La planche-contact et sa préhistoire

 

Par Michel Wiedemann

Maître de conférence à l'université de Bordeaux III

 

 

Article paru dans Les Cahiers de la Photographie, N° 10, 2ème trimestre 1983, aux pages 77-82. Cette revue trimestrielle, dirigée alors par Gilles Mora, ayant cessé de paraître, il nous a paru utile de rendre à nouveau accessible cet article sur une pratique que l'évolution ultérieure de la photographie a bouleversée.

 

 

Il y a dans la planche-contact telle que nous la connaissons aujourd'hui un ensemble de traits d'âge différent :

- C'est un tirage par contact.

- C'est la réunion sur une même feuille des épreuves de tout un film de petit format.

- Ce n'est pas un tirage livré au regard de l'utilisateur, mais une phase intermédiaire entre le développement et l'agrandissement, un outil de travail du photographe permettant une sélection des vues plus aisée que sur le négatif.

 

Le tirage par contact remonte aux origines de la photographie, avant même la publication du secret de Daguerre le 19 août 1839. Ne parlons pas des images obtenues par Friedrich Gerber auparavant, dont rien n'a survécu que leur description dans le Schweizerischer Beobachter du 2 février 1839. Le Rév. J.B. Reade avait obtenu également des images de la chambre noire et des copies par contact direct de dentelles et d'échantillons botaniques qu'il montra à la Royal Society en avril 1839. Hippolyte Bayard avait fait de même de son côté dès le 5 février 1839, avant de travailler à l'obtention d'images positives directes, qu'il atteint vers le 20 mars[i].  Mais l'exploitation la plus systématique du tirage par contact est due à W. H. F. Talbot, qui part d'une image négative sur papier pour obtenir un tirage positif. Ce procédé connu depuis sa communication à la Royal Society sous le nom de « photogenic drawing », amélioré par la suite, est breveté sous le nom de calotype le 8 février 1841, puis rebaptisé talbotype  à partir de 1846. On trouve en français la description de ce procédé avec celle du châssis-presse, dans un opuscule de 1840[ii]. Mais il ne s'y trouve aucun terme qui désigne l'ensemble de ce processus longuement décrit. Le mot tirage est employé depuis 1680 au moins dans le domaine de l'impression typographique et de la gravure[iii]. Son emploi en photographie ne date pas de 1923 comme l'indique la même source. On trouve « tirer une épreuve » dès 1858 dans un petit lexique photographique et le substantif tirage apparaît comme titre d'un chapitre du Manuel Roret consacré à la photographie en 1862[iv]. La locution « tirage par contact » attestée en 1949 [v]est citée en 1973 dans le Petit Robert, mais seul le Grand Robert mentionne l'emploi spécial du mot contact avec le sens de « tirage par contact », voir infra. On connaît dans les laboratoires un appareil en forme de caisse, contenant des lampes électriques, ayant sur sa face supérieure un verre dépoli et un couvercle articulé : on le désigne du nom de tireuse-contact en 1965 [vi]et cet effacement de la préposition est l'indice d'une certaine fréquence en discours.
====
• [Consigne 1]:
D'après le texte sur la planche-contact, pour quelle raison cet article a-t-il été rendu de nouveau accessible ? Répondez en une à trois phrases.
Ce texte et les enregistrements n'ont aucun rapport entre eux.

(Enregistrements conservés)
====
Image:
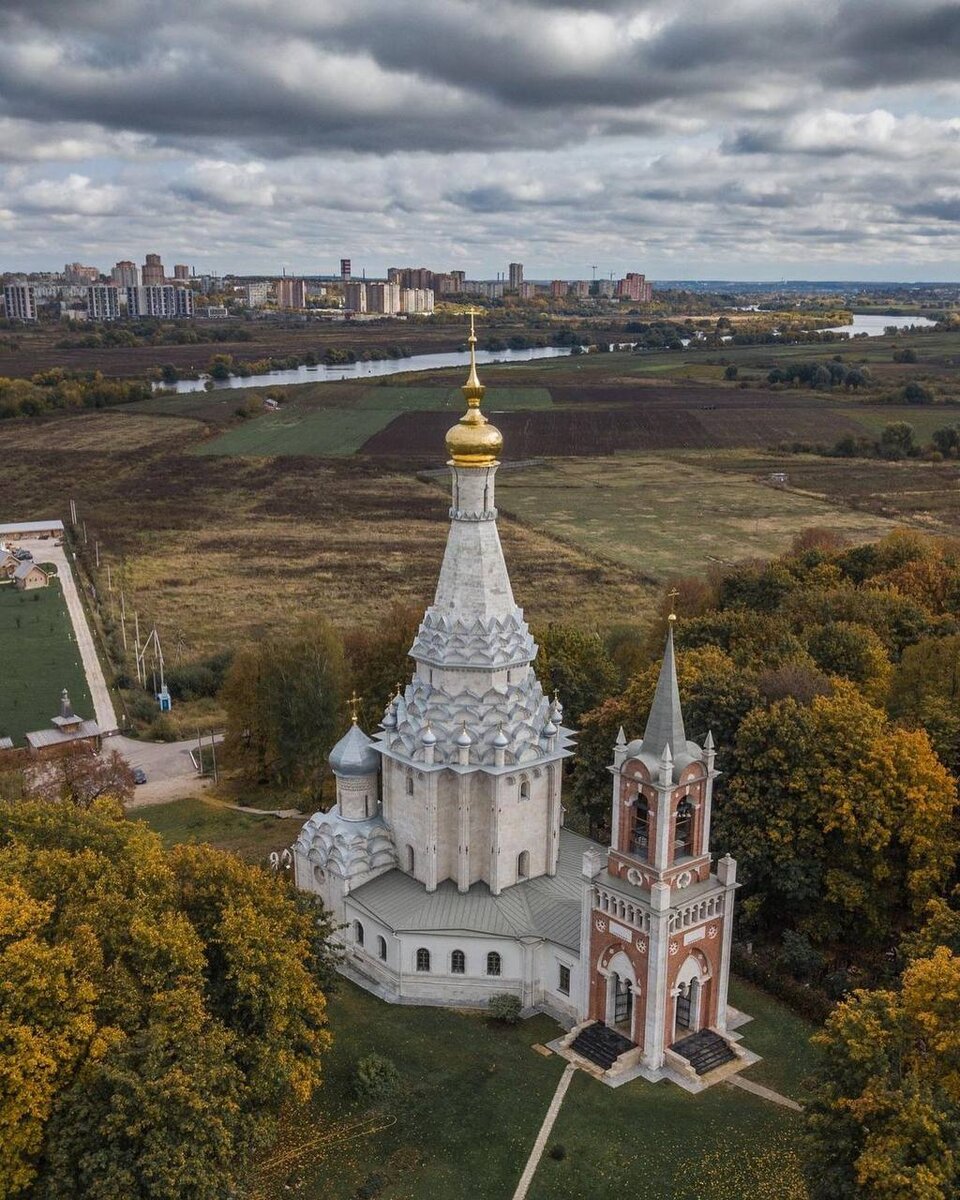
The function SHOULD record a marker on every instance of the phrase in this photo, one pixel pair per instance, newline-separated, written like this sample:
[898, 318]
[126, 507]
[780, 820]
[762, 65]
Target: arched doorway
====
• [Consigne 2]:
Recopiez mot pour mot l'ensemble des enregistrements ci-dessus, en laissant les images de côté.

• [Réponse complète 1]:
La revue trimestrielle Les Cahiers de la Photographie, où l'article avait paru en 1983, a cessé de paraître. Il a donc paru utile de rendre à nouveau accessible cet article sur une pratique que l'évolution ultérieure de la photographie a bouleversée.

• [Réponse complète 2]:
Image:
The function SHOULD record a marker on every instance of the phrase in this photo, one pixel pair per instance, newline-separated, written like this sample:
[898, 318]
[126, 507]
[780, 820]
[762, 65]
Target: arched doorway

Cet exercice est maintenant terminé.